Collect every line of the records below that contains the word "clear" and copy each one in full. Case counts when matching.

[Stored records]
* * * * *

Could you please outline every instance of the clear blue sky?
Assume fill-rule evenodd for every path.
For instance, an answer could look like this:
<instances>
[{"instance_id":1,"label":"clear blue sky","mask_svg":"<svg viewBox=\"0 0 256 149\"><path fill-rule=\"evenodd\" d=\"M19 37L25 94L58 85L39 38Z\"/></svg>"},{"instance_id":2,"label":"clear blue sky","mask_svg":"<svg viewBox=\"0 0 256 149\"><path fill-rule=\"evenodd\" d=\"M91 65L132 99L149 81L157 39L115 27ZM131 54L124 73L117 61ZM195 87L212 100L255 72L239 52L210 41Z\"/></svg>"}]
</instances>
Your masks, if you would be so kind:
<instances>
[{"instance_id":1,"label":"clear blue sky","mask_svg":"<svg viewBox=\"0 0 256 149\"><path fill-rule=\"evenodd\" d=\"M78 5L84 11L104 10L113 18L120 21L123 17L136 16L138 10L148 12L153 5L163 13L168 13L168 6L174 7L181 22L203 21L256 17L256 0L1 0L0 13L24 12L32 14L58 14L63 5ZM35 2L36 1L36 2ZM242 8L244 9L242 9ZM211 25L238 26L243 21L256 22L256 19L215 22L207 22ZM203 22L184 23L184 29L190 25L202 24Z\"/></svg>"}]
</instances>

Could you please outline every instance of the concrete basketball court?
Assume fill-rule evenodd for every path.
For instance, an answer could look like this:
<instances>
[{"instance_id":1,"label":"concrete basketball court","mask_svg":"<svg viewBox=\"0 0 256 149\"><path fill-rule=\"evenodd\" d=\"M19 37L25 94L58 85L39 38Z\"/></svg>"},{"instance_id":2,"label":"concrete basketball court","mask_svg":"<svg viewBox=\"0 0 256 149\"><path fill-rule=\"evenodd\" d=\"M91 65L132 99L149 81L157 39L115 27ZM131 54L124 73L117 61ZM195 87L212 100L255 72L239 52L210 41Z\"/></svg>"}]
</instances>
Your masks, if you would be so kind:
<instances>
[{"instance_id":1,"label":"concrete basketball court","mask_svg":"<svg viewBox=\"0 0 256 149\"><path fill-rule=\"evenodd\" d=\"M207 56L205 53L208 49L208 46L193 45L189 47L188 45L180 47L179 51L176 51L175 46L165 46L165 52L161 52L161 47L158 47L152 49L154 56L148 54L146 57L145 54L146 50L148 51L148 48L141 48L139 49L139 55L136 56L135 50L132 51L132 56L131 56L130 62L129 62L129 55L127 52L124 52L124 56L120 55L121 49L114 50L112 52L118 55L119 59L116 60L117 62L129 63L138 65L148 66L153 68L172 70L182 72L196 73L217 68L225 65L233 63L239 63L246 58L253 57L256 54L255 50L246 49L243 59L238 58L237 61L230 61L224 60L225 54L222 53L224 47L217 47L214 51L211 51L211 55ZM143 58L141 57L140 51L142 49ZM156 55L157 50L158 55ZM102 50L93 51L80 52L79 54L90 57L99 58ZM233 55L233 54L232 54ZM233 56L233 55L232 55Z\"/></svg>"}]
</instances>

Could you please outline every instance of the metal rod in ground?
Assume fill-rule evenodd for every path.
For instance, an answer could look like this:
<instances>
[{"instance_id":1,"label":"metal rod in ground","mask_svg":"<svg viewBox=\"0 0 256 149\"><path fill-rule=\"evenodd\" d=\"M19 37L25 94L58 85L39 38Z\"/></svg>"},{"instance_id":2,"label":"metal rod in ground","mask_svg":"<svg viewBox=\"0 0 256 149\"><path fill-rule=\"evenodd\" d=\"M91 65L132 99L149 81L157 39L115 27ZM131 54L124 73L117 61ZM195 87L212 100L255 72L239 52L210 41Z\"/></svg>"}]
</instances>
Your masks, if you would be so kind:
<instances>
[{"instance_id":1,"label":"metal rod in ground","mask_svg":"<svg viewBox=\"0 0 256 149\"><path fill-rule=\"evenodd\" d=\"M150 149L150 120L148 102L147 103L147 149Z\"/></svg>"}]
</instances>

* * * * *

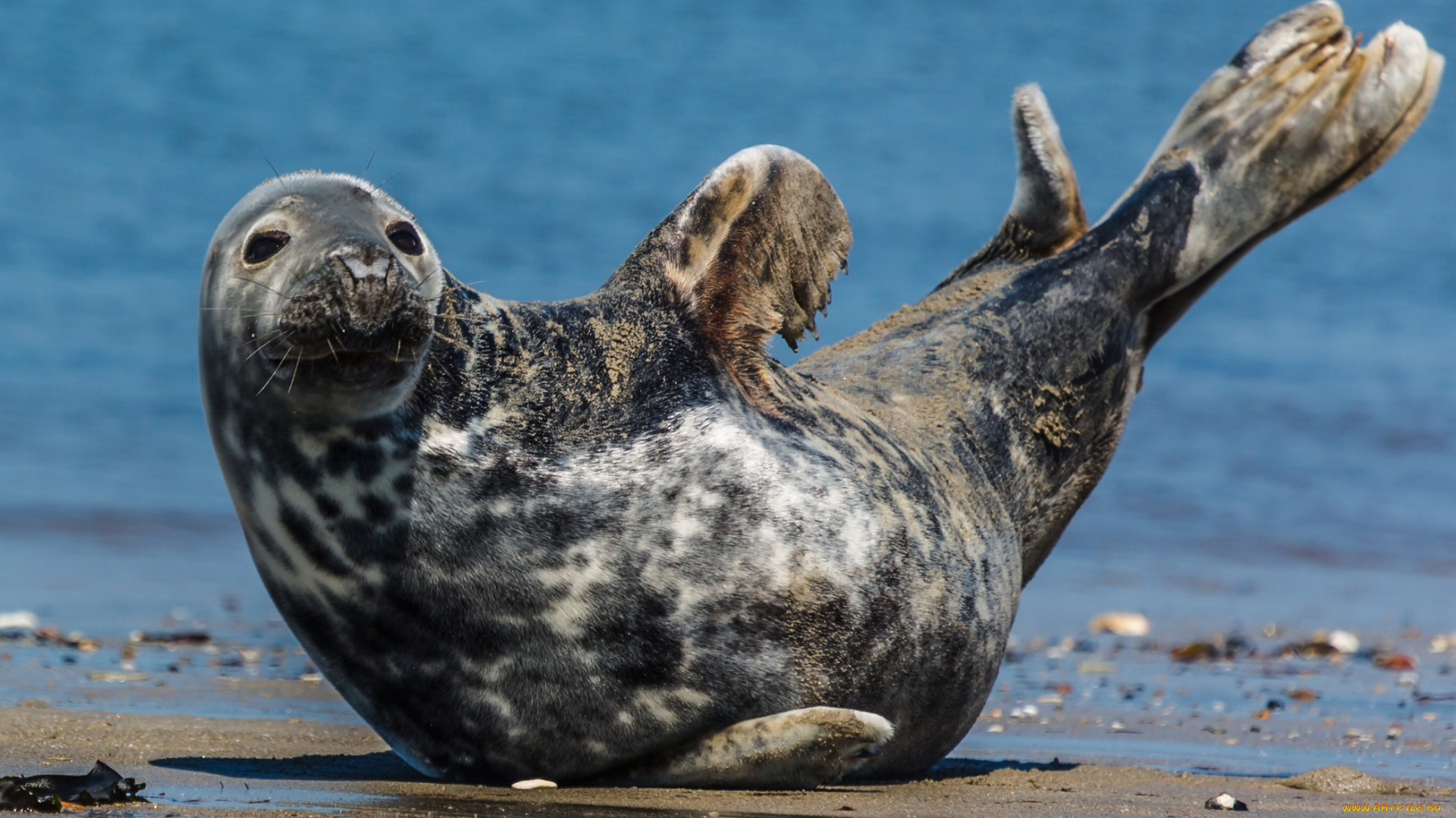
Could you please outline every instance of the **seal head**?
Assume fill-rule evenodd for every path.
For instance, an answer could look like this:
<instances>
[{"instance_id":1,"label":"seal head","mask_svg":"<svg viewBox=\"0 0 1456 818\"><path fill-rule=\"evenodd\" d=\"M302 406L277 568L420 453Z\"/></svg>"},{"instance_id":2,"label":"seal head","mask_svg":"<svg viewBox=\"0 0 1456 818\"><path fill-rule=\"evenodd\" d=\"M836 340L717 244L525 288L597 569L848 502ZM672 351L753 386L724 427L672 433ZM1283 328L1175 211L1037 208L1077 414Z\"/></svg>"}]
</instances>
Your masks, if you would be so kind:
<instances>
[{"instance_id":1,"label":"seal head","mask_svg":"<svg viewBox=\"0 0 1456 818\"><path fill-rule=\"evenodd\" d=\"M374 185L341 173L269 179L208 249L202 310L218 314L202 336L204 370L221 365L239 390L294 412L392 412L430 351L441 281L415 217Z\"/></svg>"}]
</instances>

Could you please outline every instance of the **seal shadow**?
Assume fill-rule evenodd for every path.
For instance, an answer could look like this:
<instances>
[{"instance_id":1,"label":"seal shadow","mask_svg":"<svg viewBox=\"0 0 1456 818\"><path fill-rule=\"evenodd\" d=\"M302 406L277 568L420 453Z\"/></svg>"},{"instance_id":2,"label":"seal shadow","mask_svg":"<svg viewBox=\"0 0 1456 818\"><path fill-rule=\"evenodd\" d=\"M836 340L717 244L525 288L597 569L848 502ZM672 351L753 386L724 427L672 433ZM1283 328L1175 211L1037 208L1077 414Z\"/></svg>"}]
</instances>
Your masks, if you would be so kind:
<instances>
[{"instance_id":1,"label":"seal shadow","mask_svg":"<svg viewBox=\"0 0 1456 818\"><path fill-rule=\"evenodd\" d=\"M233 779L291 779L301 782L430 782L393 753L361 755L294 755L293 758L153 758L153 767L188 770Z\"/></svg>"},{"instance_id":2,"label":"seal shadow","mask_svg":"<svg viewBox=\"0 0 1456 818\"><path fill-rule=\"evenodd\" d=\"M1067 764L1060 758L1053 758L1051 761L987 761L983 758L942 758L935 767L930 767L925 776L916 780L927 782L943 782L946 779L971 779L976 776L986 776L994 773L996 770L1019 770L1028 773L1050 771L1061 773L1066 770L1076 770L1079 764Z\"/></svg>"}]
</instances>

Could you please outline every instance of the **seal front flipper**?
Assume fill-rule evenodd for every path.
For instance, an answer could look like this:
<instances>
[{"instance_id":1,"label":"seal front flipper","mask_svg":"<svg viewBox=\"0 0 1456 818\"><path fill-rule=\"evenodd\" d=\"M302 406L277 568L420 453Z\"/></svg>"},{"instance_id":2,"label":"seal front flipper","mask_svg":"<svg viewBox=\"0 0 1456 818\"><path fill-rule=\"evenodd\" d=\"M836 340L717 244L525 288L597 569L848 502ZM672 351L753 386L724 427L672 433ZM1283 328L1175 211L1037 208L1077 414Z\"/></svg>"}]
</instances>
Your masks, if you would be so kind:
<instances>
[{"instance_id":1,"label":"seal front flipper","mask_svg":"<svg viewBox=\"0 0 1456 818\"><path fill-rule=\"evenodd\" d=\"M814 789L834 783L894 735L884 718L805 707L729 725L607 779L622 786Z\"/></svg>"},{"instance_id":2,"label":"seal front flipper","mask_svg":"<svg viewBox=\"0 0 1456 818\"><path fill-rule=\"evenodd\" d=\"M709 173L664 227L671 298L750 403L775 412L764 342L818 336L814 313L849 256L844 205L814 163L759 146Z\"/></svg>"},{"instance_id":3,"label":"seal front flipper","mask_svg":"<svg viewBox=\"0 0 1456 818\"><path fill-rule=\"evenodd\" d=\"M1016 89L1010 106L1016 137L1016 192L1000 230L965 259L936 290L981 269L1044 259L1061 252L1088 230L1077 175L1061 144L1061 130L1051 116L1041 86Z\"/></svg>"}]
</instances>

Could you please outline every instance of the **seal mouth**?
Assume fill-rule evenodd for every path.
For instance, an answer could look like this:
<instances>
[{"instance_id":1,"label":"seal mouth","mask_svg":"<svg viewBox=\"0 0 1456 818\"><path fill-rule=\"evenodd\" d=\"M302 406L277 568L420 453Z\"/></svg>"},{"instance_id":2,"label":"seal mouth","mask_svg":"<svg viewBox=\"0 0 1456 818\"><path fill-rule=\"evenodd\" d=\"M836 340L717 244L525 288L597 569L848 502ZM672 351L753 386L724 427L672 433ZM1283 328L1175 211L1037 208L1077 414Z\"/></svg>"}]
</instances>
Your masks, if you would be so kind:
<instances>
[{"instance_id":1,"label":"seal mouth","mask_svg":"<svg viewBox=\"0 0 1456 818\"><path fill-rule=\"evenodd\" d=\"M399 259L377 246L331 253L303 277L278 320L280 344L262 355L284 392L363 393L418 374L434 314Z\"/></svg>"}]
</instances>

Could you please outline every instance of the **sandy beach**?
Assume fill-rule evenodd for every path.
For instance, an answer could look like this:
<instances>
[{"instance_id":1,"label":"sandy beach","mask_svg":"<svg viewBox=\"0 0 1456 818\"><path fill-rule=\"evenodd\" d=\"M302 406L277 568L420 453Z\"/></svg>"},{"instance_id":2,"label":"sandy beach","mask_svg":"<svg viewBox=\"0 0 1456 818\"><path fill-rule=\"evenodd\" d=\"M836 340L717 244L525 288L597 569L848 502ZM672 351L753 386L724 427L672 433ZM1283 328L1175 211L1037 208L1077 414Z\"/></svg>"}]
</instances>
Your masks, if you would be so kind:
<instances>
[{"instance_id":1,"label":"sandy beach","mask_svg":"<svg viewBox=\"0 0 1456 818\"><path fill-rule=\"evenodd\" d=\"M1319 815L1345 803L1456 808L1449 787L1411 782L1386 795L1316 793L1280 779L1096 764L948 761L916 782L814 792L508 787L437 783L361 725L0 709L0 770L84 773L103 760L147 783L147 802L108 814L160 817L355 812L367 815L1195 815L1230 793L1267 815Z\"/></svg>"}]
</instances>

* * * * *

| In response |
Could you please outline every instance of the clear blue sky?
[{"instance_id":1,"label":"clear blue sky","mask_svg":"<svg viewBox=\"0 0 256 149\"><path fill-rule=\"evenodd\" d=\"M19 37L25 94L58 85L39 38Z\"/></svg>"},{"instance_id":2,"label":"clear blue sky","mask_svg":"<svg viewBox=\"0 0 256 149\"><path fill-rule=\"evenodd\" d=\"M91 65L132 99L149 81L157 39L115 27ZM131 54L124 73L117 61ZM195 87L212 100L255 72L239 52L210 41Z\"/></svg>"}]
[{"instance_id":1,"label":"clear blue sky","mask_svg":"<svg viewBox=\"0 0 256 149\"><path fill-rule=\"evenodd\" d=\"M78 5L84 11L104 10L113 18L120 21L123 17L136 16L138 10L148 12L153 5L163 13L168 13L168 6L174 7L181 22L203 21L256 17L256 0L1 0L0 13L24 12L32 14L58 14L63 5ZM35 2L36 1L36 2ZM242 8L244 9L242 9ZM211 25L238 26L243 21L256 22L256 19L215 22L207 22ZM203 22L184 23L184 29L190 25L202 24Z\"/></svg>"}]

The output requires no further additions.